**Excerpted text:**
A Merry Friggin' Christmas Page #5

Synopsis: Boyd Mitchler and his family must spend Christmas with his estranged family of misfits. Upon realizing that he left all his son's gifts at home, he hits the road with his dad in an attempt to make the 8-hour round trip before sunrise.
Genre: Comedy
Director(s): Tristram Shapeero
Production: Phase 4 Films
 
IMDB:
5.1
Metacritic:
28
Rotten Tomatoes:
16%
PG-13
Year:
2014
88 min
Website
447 Views


- Yeah.

Dad?

Nelson?

What's going on?

What are you doing in my house?

I am Farhad.

Who are these people?

Ms. Mitchler is say,

my family to sit in the house,

to feed dog...

there, the dog.

To sit in the house.

House-sitting is different

than sitting in my house!

It's Boyd. Hi, is everything okay?

Fine, okay. Farhad is here.

Yeah, I gave him the key so he

could feed Dale. You knew that.

No, but his whole family is here.

**Records shown:**

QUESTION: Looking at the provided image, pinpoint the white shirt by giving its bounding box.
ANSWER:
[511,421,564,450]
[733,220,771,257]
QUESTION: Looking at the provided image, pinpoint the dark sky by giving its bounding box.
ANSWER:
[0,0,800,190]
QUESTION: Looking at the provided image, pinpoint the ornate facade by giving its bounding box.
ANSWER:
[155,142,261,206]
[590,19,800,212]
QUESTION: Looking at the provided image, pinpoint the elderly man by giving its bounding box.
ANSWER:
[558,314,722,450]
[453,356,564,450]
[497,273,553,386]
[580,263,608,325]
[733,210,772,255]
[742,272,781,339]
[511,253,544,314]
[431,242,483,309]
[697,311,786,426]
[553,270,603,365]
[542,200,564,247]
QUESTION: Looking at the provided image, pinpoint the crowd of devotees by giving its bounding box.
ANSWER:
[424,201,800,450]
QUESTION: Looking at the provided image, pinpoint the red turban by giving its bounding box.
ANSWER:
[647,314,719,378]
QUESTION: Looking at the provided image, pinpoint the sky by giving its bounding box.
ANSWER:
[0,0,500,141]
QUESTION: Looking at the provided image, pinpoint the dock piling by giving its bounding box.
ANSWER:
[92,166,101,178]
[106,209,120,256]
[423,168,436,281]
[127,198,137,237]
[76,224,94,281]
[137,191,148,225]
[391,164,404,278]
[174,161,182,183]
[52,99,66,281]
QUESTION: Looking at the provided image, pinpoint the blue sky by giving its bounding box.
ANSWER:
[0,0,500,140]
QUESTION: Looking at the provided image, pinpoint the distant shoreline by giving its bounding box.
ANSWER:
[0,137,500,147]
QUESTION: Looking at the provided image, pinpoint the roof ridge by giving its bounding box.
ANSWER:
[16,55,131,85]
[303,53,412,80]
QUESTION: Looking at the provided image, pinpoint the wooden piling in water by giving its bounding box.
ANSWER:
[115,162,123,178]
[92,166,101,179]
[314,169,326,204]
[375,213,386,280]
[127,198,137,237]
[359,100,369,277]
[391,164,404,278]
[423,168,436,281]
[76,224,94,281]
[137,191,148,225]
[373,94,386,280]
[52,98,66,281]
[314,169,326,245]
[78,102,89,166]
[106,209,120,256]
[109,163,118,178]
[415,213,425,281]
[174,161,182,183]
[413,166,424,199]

**Problem:**
Who directed the film, according to the script page?

**Finished exercise:**
Tristram Shapeero